== RECORDS TO USE
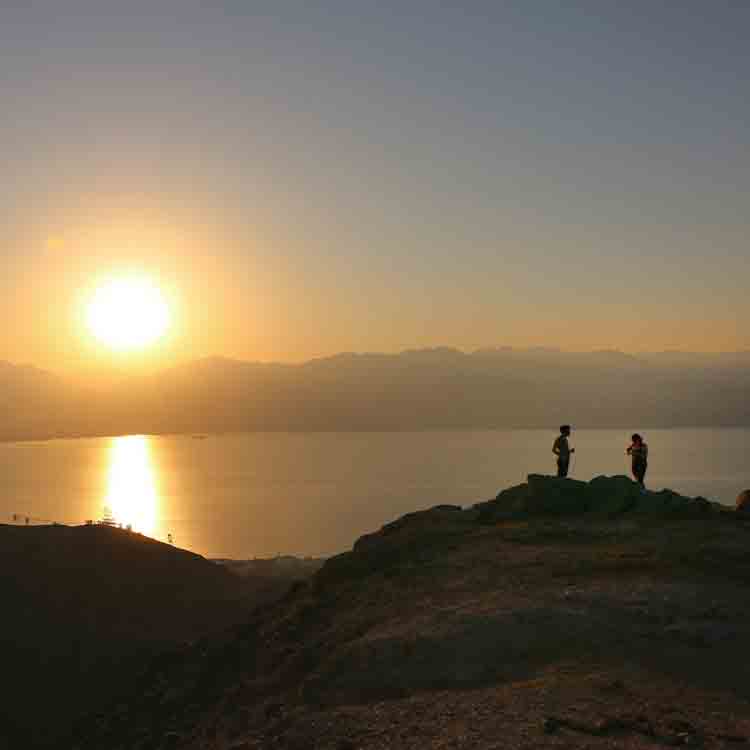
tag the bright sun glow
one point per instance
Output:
(128, 313)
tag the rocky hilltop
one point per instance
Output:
(559, 614)
(84, 607)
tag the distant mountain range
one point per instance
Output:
(422, 389)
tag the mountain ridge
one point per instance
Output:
(417, 389)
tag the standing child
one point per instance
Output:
(562, 450)
(638, 450)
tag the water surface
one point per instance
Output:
(262, 494)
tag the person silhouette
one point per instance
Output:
(638, 450)
(562, 450)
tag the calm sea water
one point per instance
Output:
(313, 494)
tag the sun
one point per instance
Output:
(128, 313)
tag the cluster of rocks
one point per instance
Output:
(602, 496)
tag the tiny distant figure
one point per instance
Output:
(638, 451)
(562, 450)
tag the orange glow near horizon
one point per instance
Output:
(132, 494)
(128, 313)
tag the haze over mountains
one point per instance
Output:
(424, 389)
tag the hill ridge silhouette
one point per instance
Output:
(458, 627)
(420, 389)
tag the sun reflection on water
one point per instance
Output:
(132, 494)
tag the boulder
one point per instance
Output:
(602, 496)
(743, 502)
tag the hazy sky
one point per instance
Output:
(310, 177)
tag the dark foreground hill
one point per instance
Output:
(561, 614)
(83, 608)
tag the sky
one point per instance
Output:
(304, 178)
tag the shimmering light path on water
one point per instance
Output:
(315, 493)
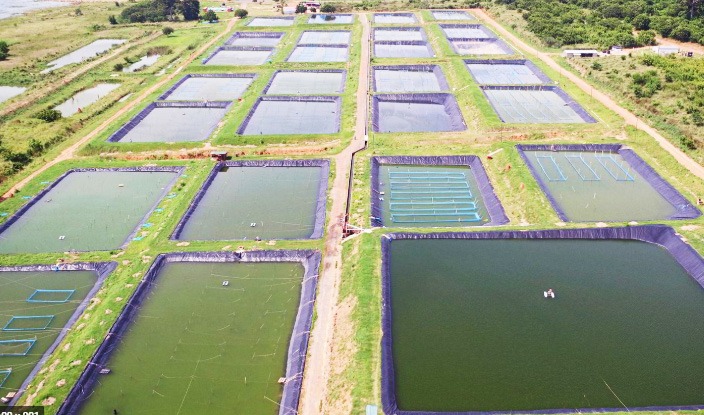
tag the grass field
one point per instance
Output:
(356, 351)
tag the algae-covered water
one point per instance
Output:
(592, 187)
(15, 289)
(87, 211)
(281, 203)
(199, 347)
(433, 196)
(472, 330)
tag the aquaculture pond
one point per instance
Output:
(205, 337)
(433, 196)
(38, 306)
(267, 200)
(590, 186)
(471, 329)
(85, 211)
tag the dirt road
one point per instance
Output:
(630, 118)
(70, 152)
(318, 368)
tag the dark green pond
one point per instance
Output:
(279, 201)
(593, 187)
(198, 347)
(15, 289)
(430, 196)
(472, 330)
(87, 211)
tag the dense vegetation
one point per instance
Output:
(604, 23)
(161, 10)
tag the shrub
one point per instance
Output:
(48, 115)
(210, 16)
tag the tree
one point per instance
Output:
(210, 16)
(48, 115)
(190, 9)
(4, 50)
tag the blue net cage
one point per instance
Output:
(50, 296)
(24, 323)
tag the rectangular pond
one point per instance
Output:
(324, 37)
(408, 78)
(307, 82)
(206, 332)
(451, 15)
(40, 303)
(506, 72)
(590, 183)
(399, 33)
(85, 98)
(467, 31)
(535, 105)
(87, 210)
(209, 87)
(268, 39)
(481, 47)
(468, 329)
(239, 56)
(8, 92)
(319, 53)
(86, 52)
(330, 19)
(171, 122)
(395, 18)
(416, 113)
(435, 191)
(403, 49)
(267, 199)
(271, 21)
(293, 115)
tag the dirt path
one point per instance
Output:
(70, 152)
(630, 118)
(317, 370)
(41, 93)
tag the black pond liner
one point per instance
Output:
(419, 29)
(660, 235)
(298, 344)
(254, 35)
(176, 169)
(685, 210)
(524, 62)
(270, 49)
(508, 50)
(289, 98)
(447, 100)
(131, 124)
(435, 69)
(171, 90)
(103, 269)
(497, 215)
(574, 105)
(341, 71)
(321, 197)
====
[WRITTEN TASK] Reproduce every row above character for character, omitting the pictures.

[REPLY]
tag the bright sun glow
one point per instance
Output:
(128, 313)
tag the rocky hilltop
one point per instance
Output:
(559, 614)
(84, 607)
tag the distant mountain range
one point per instance
Output:
(422, 389)
tag the mountain ridge
one point per instance
Output:
(417, 389)
tag the standing child
one point per instance
Output:
(562, 450)
(638, 450)
tag the water surface
one point per instance
Output:
(262, 494)
tag the person silhouette
one point per instance
Output:
(638, 450)
(562, 450)
tag the calm sea water
one point per instance
Output:
(313, 494)
tag the sun
one point per instance
Output:
(128, 313)
tag the cluster of rocks
one point per instance
Output:
(602, 496)
tag the tiny distant figure
one point per instance
Output:
(638, 451)
(562, 450)
tag the orange glow near horizon
one point per instance
Output:
(132, 494)
(128, 313)
tag the haze over mountains
one point per instance
Output:
(424, 389)
tag the hill ridge silhouette
one point per instance
Output:
(458, 627)
(420, 389)
tag the sun reflection on water
one point per instance
Output:
(132, 494)
tag the boulder
one point per instance
Output:
(602, 496)
(743, 502)
tag the hazy sky
one point per instance
Output:
(310, 177)
tag the dark foreground hill
one point per instance
Output:
(561, 614)
(83, 608)
tag the sky
one point per instance
Output:
(304, 178)
tag the shimmering light path on water
one point per instance
Output:
(315, 493)
tag the grass field
one point per instance
Output:
(356, 351)
tag the algae-covered water
one point per instance
Output:
(592, 187)
(15, 289)
(87, 211)
(281, 203)
(199, 347)
(433, 196)
(472, 330)
tag the aquaculture pond
one point per instance
Output:
(205, 337)
(433, 196)
(38, 306)
(267, 200)
(590, 186)
(471, 329)
(85, 211)
tag the dirt road
one point per instance
Output:
(630, 118)
(70, 152)
(318, 368)
tag the dark green pond
one point per instance
Output:
(279, 201)
(593, 187)
(198, 347)
(15, 289)
(430, 196)
(472, 330)
(87, 211)
tag the dense vegetation
one point per instance
Output:
(604, 23)
(161, 10)
tag the shrub
one point per instance
Output:
(48, 115)
(210, 16)
tag the tree
one point per instance
Output:
(210, 16)
(48, 115)
(190, 9)
(4, 50)
tag the blue net cage
one point per instance
Output:
(50, 296)
(24, 323)
tag the rectangular pond
one point per instance
Output:
(324, 37)
(408, 78)
(307, 82)
(206, 332)
(451, 15)
(40, 303)
(506, 72)
(590, 183)
(399, 33)
(85, 98)
(467, 31)
(535, 105)
(87, 210)
(209, 87)
(268, 39)
(481, 47)
(468, 329)
(239, 56)
(8, 92)
(319, 53)
(86, 52)
(330, 19)
(171, 122)
(395, 18)
(416, 113)
(435, 191)
(403, 49)
(267, 199)
(271, 21)
(293, 115)
tag the dirt path
one point per instance
Output:
(70, 152)
(630, 118)
(317, 370)
(41, 93)
tag the black pond liner
one point per instance
Output:
(419, 29)
(660, 235)
(298, 344)
(254, 35)
(176, 169)
(685, 210)
(524, 62)
(270, 49)
(508, 50)
(289, 98)
(447, 100)
(131, 124)
(435, 69)
(171, 90)
(103, 269)
(497, 215)
(574, 105)
(341, 71)
(321, 197)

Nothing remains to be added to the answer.